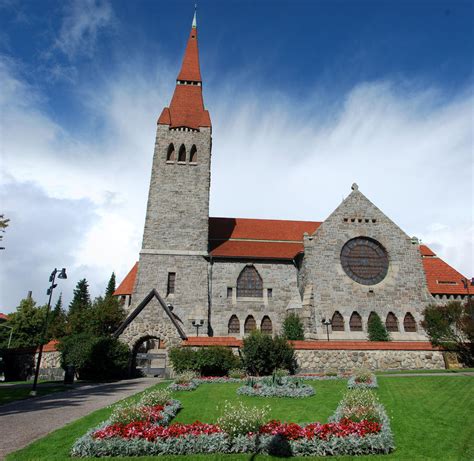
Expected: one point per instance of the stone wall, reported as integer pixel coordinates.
(403, 289)
(346, 360)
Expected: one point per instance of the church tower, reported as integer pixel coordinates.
(175, 239)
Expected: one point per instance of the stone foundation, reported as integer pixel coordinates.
(344, 360)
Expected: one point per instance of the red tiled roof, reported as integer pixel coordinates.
(258, 238)
(283, 240)
(230, 341)
(441, 277)
(126, 287)
(190, 70)
(187, 106)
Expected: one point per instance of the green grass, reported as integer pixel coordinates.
(8, 394)
(432, 419)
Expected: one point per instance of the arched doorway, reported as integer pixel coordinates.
(149, 357)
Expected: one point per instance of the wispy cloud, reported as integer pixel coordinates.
(409, 150)
(83, 21)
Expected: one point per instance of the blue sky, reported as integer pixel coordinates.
(314, 94)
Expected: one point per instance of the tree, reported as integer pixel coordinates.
(451, 326)
(28, 323)
(79, 308)
(293, 327)
(376, 329)
(57, 323)
(3, 225)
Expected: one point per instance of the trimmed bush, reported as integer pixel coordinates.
(293, 329)
(262, 354)
(376, 329)
(95, 358)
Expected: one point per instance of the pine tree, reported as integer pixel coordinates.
(79, 308)
(57, 324)
(109, 292)
(376, 329)
(293, 327)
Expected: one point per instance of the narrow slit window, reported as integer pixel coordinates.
(171, 283)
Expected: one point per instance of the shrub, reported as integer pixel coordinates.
(182, 359)
(293, 327)
(238, 419)
(376, 329)
(95, 358)
(262, 354)
(216, 361)
(155, 398)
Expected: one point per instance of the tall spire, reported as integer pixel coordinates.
(187, 106)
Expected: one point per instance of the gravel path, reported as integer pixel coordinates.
(24, 421)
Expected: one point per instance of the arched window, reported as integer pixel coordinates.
(182, 154)
(266, 326)
(391, 323)
(355, 322)
(193, 154)
(234, 325)
(409, 323)
(171, 155)
(249, 324)
(249, 284)
(337, 322)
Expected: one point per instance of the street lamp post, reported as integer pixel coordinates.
(198, 324)
(327, 322)
(52, 278)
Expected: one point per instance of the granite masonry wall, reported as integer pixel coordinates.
(346, 360)
(403, 289)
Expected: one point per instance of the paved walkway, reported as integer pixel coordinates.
(25, 421)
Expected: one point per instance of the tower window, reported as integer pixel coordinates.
(171, 283)
(250, 324)
(355, 322)
(182, 154)
(391, 323)
(249, 283)
(171, 155)
(409, 323)
(193, 154)
(234, 325)
(266, 326)
(337, 322)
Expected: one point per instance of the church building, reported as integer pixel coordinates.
(225, 276)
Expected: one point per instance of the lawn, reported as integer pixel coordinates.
(10, 394)
(432, 418)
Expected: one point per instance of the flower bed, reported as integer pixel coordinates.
(287, 389)
(359, 426)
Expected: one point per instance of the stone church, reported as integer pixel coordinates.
(224, 277)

===

◆ Problem requirements
Reproduce each entry precisely. Leave the pictures out.

◆ Worked answer
Expected: one point per instance of the stone wall, reported as integer pixel coordinates.
(403, 289)
(346, 360)
Expected: one point per instance of the church tower, reported as integer pixel coordinates.
(175, 239)
Expected: one point per instance of the stone foundation, reported as integer pixel coordinates.
(344, 360)
Expected: one point per instance of the red tiled roof, reported as integer pixel coordinates.
(258, 238)
(283, 240)
(230, 341)
(441, 277)
(126, 287)
(190, 70)
(187, 106)
Expected: one point per instance of the green grass, reported as integer pixel coordinates.
(8, 394)
(432, 419)
Expected: one point per instance of the arched doorway, reported as integer pixel coordinates.
(149, 357)
Expected: one point per instance of the wispy cloud, reported as integer pixel coordinates.
(409, 150)
(83, 21)
Expected: one point per instance of the blue sky, reported as integer pixel coordinates.
(314, 94)
Expected: one point per instance of the tree, reported as integer pixel coordinates.
(451, 326)
(28, 323)
(79, 308)
(293, 327)
(376, 329)
(57, 323)
(3, 225)
Expected: one point per instance of the trimmed bush, reported as integer pixel coordinates.
(293, 329)
(262, 354)
(376, 329)
(95, 358)
Expected: one point per instance of the pine tree, reported as integer pixel coordinates.
(79, 308)
(57, 324)
(109, 292)
(376, 329)
(293, 327)
Expected: one point per instance of the narrow slit window, reported as integer pixel coordinates.
(171, 283)
Expected: one point per instance of the shrub, reported as integer pixel coordinates.
(182, 359)
(293, 327)
(238, 419)
(376, 329)
(95, 358)
(262, 354)
(216, 361)
(155, 398)
Expected: one point per instance of the tall spire, reported as integer pixel coordinates.
(187, 106)
Expected: one point per instance of the gravel path, reported as integer pixel coordinates.
(24, 421)
Expected: one point per instance of the arched window, reported as integer pixel coordinates.
(182, 154)
(266, 326)
(391, 323)
(355, 322)
(193, 154)
(234, 325)
(409, 323)
(171, 155)
(249, 324)
(249, 284)
(337, 322)
Expected: one point per instance of the street lamp post, reported as integer pixel coordinates.
(198, 324)
(327, 322)
(52, 278)
Expected: one point per instance of the granite masonry wall, reported as integer pixel coordinates.
(346, 360)
(403, 289)
Expected: one point per instance of the paved walkway, reported as integer pixel coordinates.
(25, 421)
Expected: one point per instance of the tower window, reported as integer pixel coordinates.
(171, 283)
(250, 324)
(355, 322)
(182, 154)
(391, 323)
(249, 283)
(171, 155)
(409, 323)
(193, 154)
(234, 325)
(266, 326)
(337, 322)
Expected: one point per instance of the church building, reported as integer pixel coordinates.
(225, 276)
Expected: one point per instance of the lawn, reported as integer pixel coordinates.
(10, 394)
(432, 418)
Expected: one point per instance of the flower bed, reported as integer pixel coordinates.
(287, 389)
(359, 426)
Expected: one point per instance of the stone church, reported as integer pixel coordinates.
(224, 277)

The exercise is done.